-- Start --

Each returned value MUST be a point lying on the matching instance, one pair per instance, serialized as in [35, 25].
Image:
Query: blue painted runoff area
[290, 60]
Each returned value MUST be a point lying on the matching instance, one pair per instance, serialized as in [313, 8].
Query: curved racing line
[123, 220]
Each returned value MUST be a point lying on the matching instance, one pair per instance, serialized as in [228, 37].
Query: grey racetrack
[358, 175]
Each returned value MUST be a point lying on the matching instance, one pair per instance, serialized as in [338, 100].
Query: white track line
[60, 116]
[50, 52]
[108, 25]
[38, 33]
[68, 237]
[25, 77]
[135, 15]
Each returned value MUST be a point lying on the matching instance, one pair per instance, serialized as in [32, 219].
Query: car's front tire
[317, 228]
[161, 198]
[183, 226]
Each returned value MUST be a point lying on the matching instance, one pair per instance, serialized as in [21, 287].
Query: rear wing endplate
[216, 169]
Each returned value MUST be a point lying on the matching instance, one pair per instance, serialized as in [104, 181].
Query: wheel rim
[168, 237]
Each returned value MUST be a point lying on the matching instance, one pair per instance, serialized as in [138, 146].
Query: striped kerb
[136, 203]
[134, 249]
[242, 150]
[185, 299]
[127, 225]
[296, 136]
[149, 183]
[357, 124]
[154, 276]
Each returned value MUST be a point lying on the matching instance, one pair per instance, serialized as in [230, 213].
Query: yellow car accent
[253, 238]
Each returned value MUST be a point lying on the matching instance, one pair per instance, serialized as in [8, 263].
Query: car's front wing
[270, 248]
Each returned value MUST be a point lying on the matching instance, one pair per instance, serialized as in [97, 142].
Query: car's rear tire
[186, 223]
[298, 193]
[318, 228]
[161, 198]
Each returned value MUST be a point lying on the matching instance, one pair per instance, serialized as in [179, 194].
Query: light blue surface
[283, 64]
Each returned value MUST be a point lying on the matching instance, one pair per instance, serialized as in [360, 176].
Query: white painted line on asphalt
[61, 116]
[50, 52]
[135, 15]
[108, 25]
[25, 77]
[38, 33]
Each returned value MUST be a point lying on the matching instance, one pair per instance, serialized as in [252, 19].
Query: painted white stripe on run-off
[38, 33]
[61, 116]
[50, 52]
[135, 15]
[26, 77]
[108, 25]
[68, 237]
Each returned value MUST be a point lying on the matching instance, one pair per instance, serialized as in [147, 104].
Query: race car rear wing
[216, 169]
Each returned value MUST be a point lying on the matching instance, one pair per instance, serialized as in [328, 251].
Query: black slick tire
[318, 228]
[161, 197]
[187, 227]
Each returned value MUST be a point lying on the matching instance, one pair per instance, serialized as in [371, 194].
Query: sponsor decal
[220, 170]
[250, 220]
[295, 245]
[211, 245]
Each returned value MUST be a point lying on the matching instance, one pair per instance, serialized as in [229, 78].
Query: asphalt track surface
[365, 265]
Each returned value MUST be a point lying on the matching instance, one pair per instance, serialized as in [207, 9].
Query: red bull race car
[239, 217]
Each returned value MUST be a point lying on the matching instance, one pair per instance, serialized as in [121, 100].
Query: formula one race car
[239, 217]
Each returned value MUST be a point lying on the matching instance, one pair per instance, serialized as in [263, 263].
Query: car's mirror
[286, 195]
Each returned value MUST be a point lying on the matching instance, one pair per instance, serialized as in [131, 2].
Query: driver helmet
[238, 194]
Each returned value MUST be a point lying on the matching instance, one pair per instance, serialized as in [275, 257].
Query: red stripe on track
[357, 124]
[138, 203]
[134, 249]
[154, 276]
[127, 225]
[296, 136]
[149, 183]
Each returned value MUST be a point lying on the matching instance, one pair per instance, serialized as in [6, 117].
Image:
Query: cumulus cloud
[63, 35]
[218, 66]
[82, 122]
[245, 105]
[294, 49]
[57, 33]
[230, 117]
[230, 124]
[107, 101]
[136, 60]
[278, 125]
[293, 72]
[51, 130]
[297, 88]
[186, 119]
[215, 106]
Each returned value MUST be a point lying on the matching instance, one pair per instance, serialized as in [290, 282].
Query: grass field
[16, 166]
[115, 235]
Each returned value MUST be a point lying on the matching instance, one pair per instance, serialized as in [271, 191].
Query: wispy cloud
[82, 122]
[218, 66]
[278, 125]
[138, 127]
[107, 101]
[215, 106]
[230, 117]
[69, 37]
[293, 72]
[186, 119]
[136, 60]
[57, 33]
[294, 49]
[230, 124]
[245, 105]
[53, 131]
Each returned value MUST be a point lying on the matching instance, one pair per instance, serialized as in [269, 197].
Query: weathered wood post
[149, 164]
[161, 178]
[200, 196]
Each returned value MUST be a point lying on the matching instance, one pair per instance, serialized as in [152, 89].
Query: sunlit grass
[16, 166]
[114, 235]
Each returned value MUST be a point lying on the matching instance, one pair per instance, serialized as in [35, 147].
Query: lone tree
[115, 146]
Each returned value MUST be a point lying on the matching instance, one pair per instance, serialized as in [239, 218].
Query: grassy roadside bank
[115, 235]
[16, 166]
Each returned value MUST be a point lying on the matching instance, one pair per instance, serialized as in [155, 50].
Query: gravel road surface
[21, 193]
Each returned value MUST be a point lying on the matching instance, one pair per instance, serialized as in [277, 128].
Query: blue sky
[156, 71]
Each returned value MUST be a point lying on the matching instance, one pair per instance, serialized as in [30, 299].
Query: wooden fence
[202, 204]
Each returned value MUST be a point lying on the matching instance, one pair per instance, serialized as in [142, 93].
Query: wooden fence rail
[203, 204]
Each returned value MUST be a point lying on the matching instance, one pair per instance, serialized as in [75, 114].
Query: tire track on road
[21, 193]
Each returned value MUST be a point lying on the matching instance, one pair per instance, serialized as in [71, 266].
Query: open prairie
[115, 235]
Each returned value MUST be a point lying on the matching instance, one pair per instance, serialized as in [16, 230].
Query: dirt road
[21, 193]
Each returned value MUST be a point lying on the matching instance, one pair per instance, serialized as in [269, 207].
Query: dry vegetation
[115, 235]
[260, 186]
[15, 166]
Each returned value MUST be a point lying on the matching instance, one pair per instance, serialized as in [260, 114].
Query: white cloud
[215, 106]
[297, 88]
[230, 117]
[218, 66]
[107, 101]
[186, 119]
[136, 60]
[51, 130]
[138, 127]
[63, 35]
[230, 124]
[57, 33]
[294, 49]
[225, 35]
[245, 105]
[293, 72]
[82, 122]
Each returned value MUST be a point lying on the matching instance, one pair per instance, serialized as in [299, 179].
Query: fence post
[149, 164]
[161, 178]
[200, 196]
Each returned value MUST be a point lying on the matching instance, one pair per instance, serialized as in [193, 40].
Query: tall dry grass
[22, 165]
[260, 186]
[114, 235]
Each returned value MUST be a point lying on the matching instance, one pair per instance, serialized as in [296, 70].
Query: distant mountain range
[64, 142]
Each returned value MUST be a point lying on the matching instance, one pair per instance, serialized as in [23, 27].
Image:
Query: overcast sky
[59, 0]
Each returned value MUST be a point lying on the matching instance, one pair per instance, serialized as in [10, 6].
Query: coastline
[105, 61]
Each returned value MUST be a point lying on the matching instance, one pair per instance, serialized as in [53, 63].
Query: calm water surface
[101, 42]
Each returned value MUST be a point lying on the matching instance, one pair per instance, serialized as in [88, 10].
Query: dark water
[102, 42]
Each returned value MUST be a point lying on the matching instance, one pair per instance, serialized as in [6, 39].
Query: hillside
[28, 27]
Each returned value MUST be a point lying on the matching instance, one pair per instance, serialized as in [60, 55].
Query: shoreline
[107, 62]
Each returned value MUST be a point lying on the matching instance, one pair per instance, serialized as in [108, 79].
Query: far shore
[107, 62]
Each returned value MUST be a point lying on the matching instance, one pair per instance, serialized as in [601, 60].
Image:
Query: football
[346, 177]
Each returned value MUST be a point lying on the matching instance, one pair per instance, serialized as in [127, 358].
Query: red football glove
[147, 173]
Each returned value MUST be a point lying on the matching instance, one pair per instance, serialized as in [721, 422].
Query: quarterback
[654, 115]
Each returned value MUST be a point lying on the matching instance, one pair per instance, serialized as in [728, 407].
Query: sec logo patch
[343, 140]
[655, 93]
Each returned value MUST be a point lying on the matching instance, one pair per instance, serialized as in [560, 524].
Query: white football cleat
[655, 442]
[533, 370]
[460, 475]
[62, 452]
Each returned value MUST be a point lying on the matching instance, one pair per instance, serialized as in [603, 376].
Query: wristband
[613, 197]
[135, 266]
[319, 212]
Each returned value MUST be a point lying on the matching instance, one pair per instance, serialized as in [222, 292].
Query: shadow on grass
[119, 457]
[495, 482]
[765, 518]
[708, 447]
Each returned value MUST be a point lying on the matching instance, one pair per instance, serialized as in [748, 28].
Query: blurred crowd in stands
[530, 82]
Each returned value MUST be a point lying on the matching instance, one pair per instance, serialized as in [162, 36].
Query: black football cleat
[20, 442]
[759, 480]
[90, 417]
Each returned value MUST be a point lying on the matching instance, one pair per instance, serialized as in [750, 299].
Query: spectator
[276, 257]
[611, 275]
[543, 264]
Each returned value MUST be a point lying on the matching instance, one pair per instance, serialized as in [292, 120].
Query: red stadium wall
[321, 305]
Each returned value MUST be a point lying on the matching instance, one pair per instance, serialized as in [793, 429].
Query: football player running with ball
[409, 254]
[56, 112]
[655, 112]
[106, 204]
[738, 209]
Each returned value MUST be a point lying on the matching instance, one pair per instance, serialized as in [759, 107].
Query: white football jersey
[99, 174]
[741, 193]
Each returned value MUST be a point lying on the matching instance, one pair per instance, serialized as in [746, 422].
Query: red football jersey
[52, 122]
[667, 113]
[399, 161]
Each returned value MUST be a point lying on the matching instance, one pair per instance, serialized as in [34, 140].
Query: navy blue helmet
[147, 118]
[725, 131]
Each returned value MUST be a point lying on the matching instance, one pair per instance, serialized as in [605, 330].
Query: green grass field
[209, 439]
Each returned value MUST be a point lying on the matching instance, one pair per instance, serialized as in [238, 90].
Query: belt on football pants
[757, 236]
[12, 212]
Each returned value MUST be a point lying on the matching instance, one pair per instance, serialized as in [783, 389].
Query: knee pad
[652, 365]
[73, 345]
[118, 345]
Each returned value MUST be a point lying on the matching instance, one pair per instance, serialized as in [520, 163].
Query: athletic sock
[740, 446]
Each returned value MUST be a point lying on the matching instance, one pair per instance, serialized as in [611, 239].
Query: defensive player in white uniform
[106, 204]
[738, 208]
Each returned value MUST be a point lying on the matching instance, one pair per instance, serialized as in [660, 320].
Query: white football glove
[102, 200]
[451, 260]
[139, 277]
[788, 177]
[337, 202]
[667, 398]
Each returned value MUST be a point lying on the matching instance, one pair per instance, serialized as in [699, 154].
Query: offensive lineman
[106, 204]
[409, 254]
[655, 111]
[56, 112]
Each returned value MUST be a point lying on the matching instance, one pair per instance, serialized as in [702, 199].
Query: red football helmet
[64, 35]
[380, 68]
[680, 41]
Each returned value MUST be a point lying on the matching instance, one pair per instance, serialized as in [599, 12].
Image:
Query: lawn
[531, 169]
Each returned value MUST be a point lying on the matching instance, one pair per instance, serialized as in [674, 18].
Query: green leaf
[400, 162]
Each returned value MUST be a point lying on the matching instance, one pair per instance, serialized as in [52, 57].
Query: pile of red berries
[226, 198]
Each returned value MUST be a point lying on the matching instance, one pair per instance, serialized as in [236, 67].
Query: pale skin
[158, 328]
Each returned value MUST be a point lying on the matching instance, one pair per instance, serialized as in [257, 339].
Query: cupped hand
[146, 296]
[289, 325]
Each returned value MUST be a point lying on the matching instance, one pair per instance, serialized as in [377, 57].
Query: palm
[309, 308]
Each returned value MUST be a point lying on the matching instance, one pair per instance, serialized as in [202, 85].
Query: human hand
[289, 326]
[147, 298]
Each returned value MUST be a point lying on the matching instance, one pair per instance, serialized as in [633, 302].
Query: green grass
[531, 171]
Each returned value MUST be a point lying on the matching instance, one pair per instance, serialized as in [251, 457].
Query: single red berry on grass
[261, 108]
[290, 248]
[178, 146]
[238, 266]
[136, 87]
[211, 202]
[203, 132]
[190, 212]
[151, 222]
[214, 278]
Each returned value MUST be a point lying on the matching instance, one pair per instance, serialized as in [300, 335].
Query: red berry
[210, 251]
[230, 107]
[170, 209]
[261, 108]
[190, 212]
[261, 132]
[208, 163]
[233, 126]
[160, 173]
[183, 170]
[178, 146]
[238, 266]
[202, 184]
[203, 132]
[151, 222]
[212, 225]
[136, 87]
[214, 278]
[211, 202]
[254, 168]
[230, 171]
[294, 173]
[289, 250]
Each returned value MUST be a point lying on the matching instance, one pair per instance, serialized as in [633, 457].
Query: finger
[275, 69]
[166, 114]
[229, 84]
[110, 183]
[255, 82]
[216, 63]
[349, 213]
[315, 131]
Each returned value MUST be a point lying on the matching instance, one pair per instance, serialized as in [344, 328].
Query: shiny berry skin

-- End --

### Stated goal
Retype exactly the lines from the one containing "in [633, 457]." through the last line of the records above, including both.

### Solution for this problem
Each returned value MUST be a point lying on the matching instance, one pair per instance, serialized as in [633, 457].
Query: finger
[275, 69]
[166, 114]
[229, 84]
[110, 183]
[255, 82]
[216, 63]
[349, 213]
[315, 131]
Each returned value MUST be a point lying on the matching instance, one pair per instance, serialized as in [344, 328].
Query: shiny berry skin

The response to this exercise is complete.